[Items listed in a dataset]
--- --- ---

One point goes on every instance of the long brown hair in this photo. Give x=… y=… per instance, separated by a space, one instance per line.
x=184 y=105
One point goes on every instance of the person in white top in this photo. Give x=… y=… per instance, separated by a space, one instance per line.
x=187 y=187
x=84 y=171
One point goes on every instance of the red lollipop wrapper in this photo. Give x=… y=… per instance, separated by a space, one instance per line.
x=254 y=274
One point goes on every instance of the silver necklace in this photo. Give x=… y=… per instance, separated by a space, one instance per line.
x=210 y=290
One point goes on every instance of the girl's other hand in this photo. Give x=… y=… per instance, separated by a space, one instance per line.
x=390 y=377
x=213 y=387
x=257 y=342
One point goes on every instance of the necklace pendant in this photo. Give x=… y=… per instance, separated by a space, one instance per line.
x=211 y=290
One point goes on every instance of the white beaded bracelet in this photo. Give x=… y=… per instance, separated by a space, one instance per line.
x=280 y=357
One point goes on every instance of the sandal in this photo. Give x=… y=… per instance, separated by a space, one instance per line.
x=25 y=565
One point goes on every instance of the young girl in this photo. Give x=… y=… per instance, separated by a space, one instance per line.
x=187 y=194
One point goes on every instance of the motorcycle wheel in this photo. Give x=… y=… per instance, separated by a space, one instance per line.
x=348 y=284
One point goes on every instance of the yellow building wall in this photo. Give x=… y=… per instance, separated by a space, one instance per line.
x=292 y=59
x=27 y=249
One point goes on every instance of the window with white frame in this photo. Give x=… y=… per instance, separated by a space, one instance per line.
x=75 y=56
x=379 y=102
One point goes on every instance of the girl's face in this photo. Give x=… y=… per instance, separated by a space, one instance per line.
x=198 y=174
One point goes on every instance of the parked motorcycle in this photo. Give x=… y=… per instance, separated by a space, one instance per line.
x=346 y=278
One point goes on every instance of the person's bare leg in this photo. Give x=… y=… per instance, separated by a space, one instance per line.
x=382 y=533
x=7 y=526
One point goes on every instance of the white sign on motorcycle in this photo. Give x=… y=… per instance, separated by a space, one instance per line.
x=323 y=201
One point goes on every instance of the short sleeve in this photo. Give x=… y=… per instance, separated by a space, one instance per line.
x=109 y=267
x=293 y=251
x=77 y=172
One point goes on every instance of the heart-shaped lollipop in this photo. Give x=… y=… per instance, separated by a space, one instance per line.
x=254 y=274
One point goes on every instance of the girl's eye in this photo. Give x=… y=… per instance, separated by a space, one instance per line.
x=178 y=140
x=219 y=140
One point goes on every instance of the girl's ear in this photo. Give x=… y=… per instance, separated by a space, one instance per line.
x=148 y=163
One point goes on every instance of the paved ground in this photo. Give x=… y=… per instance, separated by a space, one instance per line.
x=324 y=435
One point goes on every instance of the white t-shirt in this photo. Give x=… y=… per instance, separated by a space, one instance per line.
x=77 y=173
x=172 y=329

--- --- ---

→ **Task**
Write out again every line of the records from the one containing "One point goes on every instance of the girl's eye" down to the one containing "x=324 y=435", both included, and add 62 to each x and y coordinate along the way.

→ **Solution to this problem**
One point goes on every instance of the girl's eye in this photo. Give x=… y=… per instance, separated by a space, one instance per line.
x=240 y=202
x=281 y=202
One point goes on every instance of the girl's ear in this photo. Give x=… y=… per instance, separated by a space, one instance per line.
x=210 y=225
One point goes on every instance of the paved ground in this photo. Give x=… y=… per instance, separated by a space, one instance per line.
x=386 y=497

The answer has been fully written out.